That is clearly not the singular case in all defences.

I would argue that defences who played against Romo this past year knew they could rely on Tony running the clock down to the last few seconds and primed themselves on full blitz assignments for the DC to focus primarily on a line of sight path at Romo, but watching the center and the clock in order to time their blitz.

If the call from the DC is for me to dial up a blitz assignment, then I am going to use every advantage to do so. Whether I am a corner on the slot, one of the LBs or a safety who is decoying man or dropping down with Romo the clock is my friend.

For a dialed blitz there is no reason to look at the offence. You look at the center for the snap and the clock to prime yourself for a jump. At 6 or 7 seconds you look away from the clock and zero in on the snap.

This is the problem with Romo. No defender has to worry about a snap at the 15 to 10 second mark. He isn't going to call for the ball. So you move and decoy and then pin your ears back at 6 or 7.

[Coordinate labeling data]
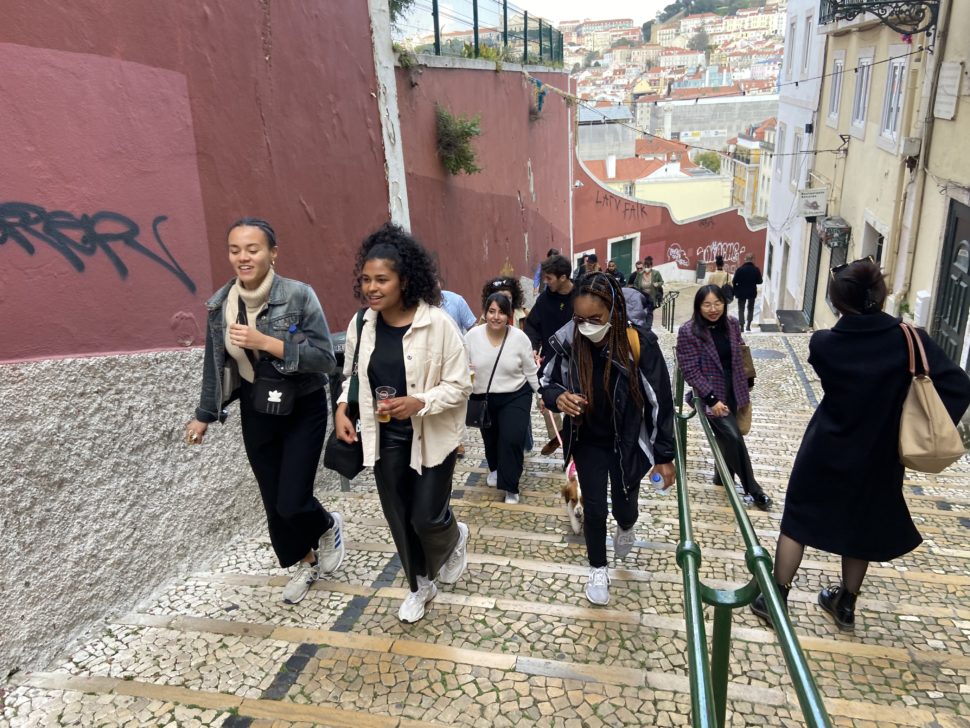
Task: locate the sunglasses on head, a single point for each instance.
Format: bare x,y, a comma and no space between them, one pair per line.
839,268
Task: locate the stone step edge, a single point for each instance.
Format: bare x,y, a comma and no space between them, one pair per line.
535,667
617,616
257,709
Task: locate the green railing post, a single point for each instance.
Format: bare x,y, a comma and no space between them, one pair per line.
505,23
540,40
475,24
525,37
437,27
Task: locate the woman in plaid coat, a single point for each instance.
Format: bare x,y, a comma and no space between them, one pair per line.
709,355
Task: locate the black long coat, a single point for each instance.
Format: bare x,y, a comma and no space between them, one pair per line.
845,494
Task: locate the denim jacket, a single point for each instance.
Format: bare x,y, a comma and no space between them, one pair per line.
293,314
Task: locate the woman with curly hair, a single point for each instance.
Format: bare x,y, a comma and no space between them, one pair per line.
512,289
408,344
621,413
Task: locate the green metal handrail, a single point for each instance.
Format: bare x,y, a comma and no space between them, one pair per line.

* * *

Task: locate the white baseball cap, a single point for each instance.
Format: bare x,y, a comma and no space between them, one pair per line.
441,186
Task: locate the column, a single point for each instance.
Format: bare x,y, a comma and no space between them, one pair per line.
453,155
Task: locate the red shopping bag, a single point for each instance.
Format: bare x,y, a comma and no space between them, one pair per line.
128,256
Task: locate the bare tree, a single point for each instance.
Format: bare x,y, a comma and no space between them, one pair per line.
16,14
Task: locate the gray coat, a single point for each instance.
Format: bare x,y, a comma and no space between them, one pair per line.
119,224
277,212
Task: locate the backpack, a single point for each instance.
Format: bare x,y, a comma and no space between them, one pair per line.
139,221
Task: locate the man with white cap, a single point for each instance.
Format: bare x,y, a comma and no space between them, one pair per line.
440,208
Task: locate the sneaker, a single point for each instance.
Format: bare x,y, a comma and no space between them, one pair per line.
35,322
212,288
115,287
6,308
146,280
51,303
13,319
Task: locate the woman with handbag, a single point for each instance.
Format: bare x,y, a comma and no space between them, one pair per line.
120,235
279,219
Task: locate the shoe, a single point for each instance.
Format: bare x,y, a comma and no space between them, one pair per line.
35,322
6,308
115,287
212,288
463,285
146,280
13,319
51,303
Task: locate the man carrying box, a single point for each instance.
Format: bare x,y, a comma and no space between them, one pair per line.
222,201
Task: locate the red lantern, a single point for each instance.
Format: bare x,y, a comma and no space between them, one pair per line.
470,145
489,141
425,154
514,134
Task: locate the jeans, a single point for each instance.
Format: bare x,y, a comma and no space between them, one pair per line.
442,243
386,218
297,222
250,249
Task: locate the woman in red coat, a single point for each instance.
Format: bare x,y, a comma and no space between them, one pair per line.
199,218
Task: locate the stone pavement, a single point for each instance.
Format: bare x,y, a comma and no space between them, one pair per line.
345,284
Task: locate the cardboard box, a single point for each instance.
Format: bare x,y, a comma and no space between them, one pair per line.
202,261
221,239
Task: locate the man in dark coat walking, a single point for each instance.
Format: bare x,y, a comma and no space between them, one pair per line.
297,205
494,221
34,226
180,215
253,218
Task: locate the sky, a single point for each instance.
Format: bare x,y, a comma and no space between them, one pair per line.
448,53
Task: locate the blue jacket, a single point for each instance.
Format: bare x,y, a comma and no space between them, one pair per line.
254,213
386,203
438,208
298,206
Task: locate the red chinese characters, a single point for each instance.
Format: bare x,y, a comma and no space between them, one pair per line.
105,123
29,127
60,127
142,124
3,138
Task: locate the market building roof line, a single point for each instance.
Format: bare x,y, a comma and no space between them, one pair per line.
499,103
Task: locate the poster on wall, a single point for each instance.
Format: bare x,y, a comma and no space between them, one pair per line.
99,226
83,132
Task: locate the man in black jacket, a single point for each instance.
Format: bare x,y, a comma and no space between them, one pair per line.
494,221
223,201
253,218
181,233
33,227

* * *

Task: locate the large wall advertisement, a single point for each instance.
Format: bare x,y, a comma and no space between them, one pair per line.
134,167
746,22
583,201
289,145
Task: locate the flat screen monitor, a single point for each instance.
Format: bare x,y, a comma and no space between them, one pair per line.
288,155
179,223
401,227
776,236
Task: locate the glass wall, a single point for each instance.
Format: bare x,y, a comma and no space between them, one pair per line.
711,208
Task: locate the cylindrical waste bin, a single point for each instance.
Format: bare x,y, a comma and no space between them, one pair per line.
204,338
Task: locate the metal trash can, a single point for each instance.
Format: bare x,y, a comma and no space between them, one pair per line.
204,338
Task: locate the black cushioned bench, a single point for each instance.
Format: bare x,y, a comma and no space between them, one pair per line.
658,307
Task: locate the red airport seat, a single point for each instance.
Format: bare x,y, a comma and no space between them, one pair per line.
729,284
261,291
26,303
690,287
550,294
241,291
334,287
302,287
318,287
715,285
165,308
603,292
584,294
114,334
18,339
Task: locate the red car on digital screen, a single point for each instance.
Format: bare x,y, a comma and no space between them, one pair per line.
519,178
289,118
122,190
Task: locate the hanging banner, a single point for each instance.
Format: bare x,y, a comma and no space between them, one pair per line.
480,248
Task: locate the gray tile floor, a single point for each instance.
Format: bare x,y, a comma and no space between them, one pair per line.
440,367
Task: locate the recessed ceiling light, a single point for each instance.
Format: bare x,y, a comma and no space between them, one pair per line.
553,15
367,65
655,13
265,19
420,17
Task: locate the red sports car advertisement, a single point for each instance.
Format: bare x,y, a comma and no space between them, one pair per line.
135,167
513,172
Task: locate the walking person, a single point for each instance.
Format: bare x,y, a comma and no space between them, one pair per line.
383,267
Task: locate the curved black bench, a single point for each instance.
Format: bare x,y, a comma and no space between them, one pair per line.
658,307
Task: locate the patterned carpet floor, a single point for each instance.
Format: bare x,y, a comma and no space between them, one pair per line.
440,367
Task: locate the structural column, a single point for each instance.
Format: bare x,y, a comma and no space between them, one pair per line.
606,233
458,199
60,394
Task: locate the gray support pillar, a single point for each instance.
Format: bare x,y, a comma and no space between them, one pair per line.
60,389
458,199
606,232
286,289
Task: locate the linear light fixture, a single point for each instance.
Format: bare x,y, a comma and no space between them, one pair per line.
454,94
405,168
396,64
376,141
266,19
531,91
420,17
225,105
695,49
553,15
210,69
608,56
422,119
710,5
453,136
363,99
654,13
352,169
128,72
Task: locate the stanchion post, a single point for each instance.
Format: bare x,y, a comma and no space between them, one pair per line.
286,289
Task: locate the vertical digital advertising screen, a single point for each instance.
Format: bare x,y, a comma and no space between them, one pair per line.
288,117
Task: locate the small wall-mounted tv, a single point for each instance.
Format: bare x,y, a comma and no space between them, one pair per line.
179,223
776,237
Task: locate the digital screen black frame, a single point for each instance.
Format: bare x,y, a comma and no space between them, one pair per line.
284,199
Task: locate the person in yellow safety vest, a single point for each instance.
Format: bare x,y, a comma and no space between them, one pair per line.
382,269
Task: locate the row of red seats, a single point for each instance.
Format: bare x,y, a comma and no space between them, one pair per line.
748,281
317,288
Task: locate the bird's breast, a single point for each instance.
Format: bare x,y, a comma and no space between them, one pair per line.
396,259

● Written request
Pick up the passage about timing blitzes against Romo after its last sentence and keep writing it.

● Response to the task
The Dallas offence has been too predictable in this regard and they have not been successful in setting tempo and creating randomness outside of Tony going into "no huddle".

This is the rhythm of their regular offence and at times it has sucked.

You ask for data, well I'm sorry, but I would be happy to chart a game just to end the argument once and for all, but I'm not certain if some of the members who have "all 22" can see the playclock at the intervals prior to the snap.

This is clearly my impression, but if you have followed game threads on this board you will find many frustrated fans screaming for the team to snap the stupid ball.

You are correct - defenders looking at the offense and not the clock is not the singular case in all defenses. I do agree with that. My initial statement was too broad of a generalization.

The part of your above post that I do not 100% agree with is that defenses actually relied on Romo letting the clock run down to the last moment. You state that no defender has to worry about Romo calling for the ball at the 10-15 second mark. The data in post #73 seems to refute that. I'd like to see a larger sample size but after reading Hairic's post I was surprised to see how many times the ball was snapped with more than 5 seconds left on the play clock, and even more surprised to see how often it was snapped with more than 9 seconds left.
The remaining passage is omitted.